Instructions to follow
Tally every line below where "tree" appears, then report the total alone.

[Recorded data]
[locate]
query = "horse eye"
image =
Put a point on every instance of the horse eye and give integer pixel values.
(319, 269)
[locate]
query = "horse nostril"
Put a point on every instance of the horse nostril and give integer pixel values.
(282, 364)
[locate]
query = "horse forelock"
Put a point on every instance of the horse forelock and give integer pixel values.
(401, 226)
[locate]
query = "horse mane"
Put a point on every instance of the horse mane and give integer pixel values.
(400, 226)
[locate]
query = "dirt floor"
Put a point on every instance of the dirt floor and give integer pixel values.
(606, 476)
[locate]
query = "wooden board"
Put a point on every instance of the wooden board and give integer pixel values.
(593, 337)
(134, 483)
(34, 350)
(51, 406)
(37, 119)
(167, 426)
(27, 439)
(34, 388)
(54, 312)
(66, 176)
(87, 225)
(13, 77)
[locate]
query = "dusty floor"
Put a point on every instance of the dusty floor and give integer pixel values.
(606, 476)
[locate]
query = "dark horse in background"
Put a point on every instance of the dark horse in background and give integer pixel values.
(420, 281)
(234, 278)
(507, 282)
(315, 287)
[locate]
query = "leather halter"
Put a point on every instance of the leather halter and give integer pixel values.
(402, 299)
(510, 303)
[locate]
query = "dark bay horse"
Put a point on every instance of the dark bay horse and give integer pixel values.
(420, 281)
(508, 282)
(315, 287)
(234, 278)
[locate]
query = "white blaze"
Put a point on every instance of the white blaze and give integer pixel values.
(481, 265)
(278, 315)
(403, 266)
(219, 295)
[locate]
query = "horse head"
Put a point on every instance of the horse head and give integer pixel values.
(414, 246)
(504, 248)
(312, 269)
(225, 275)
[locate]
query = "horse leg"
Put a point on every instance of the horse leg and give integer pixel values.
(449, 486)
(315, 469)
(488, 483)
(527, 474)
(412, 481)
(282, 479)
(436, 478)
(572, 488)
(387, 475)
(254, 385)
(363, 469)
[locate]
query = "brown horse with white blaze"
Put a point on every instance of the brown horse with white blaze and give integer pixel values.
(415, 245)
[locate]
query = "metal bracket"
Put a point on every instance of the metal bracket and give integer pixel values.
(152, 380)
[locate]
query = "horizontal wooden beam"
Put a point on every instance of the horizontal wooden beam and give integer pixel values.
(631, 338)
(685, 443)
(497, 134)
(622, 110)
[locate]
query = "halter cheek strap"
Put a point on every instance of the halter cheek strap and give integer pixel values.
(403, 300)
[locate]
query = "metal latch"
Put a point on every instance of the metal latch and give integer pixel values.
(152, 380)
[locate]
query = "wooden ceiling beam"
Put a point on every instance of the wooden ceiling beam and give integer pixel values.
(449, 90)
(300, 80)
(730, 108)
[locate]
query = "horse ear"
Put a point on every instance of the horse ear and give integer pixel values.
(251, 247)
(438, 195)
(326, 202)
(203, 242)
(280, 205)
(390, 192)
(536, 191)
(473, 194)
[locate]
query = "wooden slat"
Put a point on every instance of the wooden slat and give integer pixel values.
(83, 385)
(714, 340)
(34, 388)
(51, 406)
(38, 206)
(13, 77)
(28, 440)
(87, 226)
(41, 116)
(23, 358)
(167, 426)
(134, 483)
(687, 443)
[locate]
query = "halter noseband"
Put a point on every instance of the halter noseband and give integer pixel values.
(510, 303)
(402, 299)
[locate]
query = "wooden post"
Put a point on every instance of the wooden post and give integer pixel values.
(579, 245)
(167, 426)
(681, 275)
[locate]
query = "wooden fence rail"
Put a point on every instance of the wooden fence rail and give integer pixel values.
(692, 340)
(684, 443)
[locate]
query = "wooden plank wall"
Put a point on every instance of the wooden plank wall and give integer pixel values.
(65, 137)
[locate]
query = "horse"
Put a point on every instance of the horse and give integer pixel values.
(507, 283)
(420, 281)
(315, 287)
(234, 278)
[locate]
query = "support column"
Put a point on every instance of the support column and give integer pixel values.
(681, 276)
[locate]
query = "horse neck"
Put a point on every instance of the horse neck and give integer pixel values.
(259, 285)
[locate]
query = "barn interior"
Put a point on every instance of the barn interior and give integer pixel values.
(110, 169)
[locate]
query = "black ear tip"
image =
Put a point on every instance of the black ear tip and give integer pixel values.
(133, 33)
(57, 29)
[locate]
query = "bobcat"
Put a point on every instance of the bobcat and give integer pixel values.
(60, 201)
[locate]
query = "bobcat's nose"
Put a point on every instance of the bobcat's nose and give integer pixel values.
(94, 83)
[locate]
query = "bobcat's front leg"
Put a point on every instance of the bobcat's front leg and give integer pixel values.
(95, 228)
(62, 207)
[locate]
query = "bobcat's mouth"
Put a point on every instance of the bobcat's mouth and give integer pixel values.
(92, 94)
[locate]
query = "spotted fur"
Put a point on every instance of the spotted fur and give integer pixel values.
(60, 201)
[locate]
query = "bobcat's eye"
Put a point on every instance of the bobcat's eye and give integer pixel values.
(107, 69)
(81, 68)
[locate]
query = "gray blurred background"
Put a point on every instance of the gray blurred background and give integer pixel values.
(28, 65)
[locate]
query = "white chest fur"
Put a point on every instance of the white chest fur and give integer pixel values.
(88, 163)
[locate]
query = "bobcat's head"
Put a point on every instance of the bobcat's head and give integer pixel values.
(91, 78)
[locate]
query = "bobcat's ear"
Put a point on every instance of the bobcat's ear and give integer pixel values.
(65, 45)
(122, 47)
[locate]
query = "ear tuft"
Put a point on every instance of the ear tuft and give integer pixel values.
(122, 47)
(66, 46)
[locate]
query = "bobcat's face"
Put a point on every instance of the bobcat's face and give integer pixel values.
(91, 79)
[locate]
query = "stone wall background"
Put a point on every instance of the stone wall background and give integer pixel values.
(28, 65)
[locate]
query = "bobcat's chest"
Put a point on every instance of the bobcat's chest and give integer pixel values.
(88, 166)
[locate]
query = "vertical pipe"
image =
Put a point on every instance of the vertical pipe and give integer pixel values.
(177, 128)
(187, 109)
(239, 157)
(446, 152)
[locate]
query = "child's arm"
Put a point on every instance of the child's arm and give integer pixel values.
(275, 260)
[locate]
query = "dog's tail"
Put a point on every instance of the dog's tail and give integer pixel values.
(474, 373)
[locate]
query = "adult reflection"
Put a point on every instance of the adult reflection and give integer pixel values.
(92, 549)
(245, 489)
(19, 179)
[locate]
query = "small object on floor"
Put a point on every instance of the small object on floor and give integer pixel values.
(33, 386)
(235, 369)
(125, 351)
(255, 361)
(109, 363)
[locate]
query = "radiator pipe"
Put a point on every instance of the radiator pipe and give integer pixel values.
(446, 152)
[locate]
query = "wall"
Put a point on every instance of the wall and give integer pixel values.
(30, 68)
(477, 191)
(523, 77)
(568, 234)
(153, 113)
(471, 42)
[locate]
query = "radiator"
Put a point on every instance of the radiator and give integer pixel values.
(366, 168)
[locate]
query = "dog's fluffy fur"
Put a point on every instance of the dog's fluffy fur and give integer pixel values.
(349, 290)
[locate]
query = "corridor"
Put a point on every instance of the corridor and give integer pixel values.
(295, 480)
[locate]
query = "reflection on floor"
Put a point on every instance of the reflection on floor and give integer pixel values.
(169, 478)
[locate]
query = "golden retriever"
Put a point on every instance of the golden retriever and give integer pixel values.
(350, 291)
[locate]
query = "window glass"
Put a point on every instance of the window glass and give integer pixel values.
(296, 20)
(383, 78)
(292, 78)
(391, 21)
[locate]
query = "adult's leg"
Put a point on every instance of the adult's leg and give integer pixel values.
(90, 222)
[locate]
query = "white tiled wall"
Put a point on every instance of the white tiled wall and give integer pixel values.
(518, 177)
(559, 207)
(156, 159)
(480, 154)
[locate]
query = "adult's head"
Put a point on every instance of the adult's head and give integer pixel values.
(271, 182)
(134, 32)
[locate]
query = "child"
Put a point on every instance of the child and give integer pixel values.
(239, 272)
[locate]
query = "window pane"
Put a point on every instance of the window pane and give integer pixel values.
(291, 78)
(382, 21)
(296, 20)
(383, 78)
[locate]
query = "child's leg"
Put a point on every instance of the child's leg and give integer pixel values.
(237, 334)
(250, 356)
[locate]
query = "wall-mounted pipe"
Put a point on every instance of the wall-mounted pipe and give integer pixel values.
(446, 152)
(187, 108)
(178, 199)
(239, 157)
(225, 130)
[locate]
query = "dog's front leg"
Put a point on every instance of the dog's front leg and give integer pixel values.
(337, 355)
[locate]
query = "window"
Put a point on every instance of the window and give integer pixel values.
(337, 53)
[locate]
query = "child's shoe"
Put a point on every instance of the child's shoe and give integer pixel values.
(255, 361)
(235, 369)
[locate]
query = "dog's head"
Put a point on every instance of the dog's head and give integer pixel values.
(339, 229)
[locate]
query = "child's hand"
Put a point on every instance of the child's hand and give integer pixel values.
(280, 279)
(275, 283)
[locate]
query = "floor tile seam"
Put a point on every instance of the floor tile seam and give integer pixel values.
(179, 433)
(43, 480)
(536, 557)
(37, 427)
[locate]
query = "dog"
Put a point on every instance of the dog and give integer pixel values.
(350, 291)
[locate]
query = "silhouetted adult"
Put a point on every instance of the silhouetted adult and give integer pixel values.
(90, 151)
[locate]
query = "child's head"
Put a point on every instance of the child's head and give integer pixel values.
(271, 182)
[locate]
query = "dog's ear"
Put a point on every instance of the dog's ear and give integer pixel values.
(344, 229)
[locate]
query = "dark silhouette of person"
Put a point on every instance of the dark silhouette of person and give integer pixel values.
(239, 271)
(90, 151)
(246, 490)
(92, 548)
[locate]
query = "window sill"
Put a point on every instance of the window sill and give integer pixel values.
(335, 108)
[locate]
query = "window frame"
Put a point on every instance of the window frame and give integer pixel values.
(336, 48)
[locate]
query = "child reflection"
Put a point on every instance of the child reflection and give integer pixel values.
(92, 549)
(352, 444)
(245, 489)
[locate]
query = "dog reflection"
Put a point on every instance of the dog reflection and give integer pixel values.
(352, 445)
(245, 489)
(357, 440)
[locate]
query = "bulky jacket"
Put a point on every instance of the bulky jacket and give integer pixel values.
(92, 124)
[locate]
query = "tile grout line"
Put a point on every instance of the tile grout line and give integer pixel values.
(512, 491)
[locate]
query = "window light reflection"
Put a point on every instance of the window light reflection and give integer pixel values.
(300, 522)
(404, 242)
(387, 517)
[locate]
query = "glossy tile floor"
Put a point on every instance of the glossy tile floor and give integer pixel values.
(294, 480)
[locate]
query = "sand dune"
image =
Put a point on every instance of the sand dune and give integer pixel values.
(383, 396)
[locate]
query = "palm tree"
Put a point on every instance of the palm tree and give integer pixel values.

Written response
2